1. The room has a sound?

You may have noticed that your system sounds different in different places in the same room and also in different rooms. The effect of the room 'sound' on the sound of a Hi-Fi system is enormous and, in Hi-Fi circles, badly misunderstood. In audio scientific circles it has been researched and measured but not explained.

In 1992, four Canadian scientists presented a paper to the 93rd Convention of the Audio Engineering Society, of which I am a member, on 'The Effect of Loudspeaker Placement on Listening Preference Ratings'. An extract states: 

 
"Room placement of a loudspeaker measurably affects listeners' judgement of its quality, and some changes in positioning are more easily perceived than the substitution of a different loudspeaker. Speaker placement similarly modifies quality judgement of the programme material".

No explanation of these effects was offered but I believe that it is quite obvious. The room and the loudspeaker (plus the rest of the Hi-Fi system) are interactive. Each has profound effects on the other and to understand what is happening in one direction, you have to know what is happening in the other. It is important to appreciate that not only does the loudspeaker feed a signal into the room, but that the room feeds that signal plus the room sound back into the loudspeaker. The loudspeaker acts as a very efficient microphone at the same time as it is working as a loudspeaker!

Data section:
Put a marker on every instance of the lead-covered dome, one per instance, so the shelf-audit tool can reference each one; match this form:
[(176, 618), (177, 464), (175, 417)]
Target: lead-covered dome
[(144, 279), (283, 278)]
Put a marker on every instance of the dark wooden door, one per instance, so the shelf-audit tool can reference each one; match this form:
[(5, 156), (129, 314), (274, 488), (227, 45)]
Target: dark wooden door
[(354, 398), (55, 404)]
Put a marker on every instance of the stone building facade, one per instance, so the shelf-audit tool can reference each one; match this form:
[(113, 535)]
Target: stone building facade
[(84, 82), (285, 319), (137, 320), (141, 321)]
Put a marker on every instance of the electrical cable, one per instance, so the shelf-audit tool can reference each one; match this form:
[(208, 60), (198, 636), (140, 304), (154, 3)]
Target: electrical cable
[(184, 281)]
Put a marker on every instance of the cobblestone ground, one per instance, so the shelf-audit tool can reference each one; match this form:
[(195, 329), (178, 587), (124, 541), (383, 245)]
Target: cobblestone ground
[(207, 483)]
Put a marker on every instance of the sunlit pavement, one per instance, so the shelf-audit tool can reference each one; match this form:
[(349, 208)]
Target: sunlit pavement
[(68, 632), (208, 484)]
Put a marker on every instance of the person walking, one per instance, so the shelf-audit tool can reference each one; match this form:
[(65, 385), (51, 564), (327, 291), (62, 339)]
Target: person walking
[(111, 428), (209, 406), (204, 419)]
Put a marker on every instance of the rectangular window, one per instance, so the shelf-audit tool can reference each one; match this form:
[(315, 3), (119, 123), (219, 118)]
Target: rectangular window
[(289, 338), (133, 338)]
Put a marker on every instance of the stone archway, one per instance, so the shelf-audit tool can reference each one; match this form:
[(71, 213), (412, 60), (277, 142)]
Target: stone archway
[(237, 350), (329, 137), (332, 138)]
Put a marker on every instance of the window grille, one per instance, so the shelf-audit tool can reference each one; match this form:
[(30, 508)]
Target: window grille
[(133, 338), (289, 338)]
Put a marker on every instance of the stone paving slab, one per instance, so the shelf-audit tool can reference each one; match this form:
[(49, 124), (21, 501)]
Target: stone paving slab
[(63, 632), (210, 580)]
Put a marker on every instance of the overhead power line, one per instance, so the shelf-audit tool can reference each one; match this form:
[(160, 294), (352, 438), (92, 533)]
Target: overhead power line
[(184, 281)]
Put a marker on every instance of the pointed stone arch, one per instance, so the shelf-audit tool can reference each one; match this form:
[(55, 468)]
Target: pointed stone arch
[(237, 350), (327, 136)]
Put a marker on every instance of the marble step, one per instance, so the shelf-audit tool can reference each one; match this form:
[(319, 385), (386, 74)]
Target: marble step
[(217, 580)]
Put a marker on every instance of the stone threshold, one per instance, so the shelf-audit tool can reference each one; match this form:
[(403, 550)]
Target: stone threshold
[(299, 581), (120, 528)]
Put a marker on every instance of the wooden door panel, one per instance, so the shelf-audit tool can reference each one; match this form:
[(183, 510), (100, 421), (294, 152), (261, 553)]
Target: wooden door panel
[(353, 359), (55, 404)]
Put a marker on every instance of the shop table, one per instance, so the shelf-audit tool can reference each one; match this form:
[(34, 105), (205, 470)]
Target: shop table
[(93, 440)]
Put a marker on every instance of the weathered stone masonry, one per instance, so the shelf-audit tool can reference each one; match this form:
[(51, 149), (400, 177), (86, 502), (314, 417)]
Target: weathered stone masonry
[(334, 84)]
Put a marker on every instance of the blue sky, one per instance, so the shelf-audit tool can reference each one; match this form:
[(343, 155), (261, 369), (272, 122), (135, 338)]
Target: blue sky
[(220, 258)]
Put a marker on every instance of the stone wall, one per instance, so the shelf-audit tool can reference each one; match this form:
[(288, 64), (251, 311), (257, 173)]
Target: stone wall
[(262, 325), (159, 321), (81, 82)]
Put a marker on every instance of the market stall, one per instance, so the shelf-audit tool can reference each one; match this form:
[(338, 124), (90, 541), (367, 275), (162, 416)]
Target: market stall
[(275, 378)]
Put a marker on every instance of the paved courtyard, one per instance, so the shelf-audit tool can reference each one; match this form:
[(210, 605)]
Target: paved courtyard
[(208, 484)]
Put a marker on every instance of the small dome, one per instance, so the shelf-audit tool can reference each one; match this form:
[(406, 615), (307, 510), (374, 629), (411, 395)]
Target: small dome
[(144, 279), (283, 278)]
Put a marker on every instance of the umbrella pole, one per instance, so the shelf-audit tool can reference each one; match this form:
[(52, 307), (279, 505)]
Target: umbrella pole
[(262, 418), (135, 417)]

==

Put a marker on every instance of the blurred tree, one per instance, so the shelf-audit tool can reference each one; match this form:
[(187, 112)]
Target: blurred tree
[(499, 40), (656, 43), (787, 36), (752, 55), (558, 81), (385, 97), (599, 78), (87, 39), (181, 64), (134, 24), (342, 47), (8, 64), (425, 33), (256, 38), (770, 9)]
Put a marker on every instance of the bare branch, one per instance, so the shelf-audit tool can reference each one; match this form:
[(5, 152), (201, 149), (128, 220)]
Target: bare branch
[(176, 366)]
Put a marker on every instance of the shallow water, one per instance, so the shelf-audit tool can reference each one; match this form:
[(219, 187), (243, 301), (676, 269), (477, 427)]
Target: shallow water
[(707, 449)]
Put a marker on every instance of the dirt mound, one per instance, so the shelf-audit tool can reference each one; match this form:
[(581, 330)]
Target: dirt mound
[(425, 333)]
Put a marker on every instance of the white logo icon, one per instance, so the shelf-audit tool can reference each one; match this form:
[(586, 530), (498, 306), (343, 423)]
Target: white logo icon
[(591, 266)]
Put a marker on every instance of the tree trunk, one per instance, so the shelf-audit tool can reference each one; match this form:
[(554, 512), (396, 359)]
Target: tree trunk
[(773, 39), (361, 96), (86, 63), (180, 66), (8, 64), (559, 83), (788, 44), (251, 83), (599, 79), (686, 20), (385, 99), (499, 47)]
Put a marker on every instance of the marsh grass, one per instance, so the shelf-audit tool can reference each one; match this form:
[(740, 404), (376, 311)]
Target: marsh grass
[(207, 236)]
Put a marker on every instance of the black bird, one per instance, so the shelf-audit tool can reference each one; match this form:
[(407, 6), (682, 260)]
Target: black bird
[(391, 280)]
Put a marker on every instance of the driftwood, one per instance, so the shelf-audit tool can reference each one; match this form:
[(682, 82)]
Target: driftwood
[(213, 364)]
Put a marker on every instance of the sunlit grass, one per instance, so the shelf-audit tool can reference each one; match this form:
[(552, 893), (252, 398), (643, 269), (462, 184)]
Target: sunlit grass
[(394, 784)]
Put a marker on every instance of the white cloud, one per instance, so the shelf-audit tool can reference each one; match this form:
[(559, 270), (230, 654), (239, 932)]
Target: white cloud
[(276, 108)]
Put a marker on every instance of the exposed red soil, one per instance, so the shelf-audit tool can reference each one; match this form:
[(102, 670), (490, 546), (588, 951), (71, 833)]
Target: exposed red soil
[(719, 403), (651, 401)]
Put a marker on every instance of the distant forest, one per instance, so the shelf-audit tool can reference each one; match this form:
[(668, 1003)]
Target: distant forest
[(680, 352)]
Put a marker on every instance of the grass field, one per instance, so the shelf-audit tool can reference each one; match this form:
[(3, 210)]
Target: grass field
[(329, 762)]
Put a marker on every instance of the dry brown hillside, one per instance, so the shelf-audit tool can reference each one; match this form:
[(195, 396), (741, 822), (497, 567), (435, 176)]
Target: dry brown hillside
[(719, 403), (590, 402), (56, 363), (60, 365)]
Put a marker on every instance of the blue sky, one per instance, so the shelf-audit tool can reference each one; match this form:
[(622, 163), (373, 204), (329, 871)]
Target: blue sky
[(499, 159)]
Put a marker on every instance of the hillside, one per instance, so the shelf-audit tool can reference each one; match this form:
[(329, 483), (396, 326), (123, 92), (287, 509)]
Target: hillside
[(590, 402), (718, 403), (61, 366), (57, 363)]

==

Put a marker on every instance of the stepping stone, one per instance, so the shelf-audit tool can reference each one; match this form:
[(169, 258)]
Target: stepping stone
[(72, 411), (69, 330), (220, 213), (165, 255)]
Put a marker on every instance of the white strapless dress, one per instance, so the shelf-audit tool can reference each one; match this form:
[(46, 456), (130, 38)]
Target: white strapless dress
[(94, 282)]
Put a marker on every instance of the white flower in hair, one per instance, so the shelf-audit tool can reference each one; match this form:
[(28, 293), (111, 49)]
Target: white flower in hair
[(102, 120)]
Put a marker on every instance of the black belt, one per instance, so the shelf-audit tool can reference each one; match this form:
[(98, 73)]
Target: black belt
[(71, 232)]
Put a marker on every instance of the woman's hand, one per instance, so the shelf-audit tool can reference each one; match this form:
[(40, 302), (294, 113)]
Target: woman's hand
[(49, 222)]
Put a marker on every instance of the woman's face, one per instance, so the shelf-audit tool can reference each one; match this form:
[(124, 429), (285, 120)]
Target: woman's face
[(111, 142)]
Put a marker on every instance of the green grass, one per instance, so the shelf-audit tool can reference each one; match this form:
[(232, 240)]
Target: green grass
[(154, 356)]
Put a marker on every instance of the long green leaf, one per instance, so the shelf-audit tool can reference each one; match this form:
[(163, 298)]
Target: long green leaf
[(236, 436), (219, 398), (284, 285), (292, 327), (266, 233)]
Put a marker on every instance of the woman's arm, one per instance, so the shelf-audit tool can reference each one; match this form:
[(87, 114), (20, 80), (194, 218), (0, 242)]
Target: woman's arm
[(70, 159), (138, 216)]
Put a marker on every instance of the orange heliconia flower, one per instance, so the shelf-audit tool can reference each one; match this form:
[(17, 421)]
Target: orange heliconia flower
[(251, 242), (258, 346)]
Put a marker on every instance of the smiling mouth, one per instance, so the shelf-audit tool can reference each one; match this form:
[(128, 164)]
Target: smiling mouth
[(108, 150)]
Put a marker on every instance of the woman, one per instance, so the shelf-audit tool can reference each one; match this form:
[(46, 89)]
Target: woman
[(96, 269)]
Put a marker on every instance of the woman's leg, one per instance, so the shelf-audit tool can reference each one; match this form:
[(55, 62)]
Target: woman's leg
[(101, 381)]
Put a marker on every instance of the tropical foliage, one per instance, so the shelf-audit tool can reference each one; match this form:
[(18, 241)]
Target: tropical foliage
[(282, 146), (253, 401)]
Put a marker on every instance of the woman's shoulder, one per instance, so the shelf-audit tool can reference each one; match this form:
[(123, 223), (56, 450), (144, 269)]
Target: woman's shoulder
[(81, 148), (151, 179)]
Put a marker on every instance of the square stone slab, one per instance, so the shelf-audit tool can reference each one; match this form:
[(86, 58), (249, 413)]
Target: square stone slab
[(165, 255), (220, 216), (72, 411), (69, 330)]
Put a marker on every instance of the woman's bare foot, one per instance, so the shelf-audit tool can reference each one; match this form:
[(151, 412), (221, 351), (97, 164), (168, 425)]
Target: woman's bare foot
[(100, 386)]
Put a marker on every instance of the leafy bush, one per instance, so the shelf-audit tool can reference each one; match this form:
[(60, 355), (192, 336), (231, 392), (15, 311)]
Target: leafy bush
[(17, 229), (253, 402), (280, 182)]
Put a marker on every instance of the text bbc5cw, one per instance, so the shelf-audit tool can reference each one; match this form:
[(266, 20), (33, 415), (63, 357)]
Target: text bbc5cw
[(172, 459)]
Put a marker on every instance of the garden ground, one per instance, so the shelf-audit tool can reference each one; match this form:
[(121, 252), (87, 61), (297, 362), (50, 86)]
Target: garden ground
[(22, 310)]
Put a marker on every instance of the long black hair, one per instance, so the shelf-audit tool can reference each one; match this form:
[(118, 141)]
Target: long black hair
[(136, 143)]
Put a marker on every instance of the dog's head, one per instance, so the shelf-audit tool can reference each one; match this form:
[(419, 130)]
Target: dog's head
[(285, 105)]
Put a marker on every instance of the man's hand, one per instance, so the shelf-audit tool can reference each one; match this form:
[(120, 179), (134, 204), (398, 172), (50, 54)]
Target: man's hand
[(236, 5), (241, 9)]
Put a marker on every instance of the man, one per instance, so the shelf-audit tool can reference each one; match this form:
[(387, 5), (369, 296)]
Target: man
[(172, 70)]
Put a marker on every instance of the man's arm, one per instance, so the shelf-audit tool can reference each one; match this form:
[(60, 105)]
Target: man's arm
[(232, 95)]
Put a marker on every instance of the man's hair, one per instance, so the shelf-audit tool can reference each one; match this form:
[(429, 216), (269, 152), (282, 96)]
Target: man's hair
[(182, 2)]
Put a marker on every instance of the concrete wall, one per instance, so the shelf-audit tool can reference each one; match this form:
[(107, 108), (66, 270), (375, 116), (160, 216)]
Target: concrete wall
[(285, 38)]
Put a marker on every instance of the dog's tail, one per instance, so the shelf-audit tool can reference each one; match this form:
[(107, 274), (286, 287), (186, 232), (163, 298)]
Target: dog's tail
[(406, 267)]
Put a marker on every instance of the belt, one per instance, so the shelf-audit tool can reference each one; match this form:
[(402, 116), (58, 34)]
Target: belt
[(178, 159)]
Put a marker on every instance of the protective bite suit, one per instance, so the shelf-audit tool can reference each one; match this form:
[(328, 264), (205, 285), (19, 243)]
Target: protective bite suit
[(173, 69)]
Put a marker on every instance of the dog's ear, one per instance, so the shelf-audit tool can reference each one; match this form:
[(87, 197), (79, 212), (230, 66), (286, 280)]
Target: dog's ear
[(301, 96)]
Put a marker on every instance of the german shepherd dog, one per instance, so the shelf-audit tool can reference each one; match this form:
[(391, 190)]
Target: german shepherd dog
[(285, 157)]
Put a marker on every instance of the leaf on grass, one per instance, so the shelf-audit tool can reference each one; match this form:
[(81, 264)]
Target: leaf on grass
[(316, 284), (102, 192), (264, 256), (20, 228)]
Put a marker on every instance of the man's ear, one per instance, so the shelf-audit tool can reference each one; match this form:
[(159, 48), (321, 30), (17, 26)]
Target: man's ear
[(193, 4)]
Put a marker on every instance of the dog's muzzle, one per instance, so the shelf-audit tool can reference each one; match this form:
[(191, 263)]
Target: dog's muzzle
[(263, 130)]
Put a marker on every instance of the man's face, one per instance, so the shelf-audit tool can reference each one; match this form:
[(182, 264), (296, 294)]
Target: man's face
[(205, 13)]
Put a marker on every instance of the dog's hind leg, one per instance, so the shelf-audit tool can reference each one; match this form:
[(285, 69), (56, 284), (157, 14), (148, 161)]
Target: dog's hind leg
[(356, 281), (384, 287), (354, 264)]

Actions to take:
- A) Answer these questions about the extract on how a room affects Hi-Fi sound:
(i) Who presented the paper on loudspeaker placement, and in what year?
(ii) At which event was that paper presented?
(iii) Besides working as a loudspeaker, what does the loudspeaker also act as?
- B) Extend the extract on how a room affects Hi-Fi sound by continuing from its final sentence.

Answers to the problems:
- A)
(i) Four Canadian scientists, in 1992.
(ii) The 93rd Convention of the Audio Engineering Society.
(iii) A very efficient microphone.

- B)
acoustic feedback

The problem is rather like that of designing a good car suspension. The suspension exists to even out the road surface imperfections and to allow safe cornering, etc., but its performance is complicated by the car body sitting on top of it. The road is moving one end of the spring and damper, whilst the body is moving the other end - each in response to what the other is doing. Automotive engineers understand this interactive relationship but, bizarrely, most audio engineers do not understand the relationship between a loudspeaker and the room. It is clear that they don't consider the relationship because they continue to design loudspeakers to give an even, flat frequency response (the usual design criterion) under what is called 'free field' conditions. 'Free field' means away from any reflective surface, i.e. up a 20 foot pole in a field!

Since this is a very inconvenient method - rain, snow, wind noise, etc. - the Anechoic chamber was invented as an indoor substitute. Nearly every Hi-Fi loudspeaker is designed and tested this way.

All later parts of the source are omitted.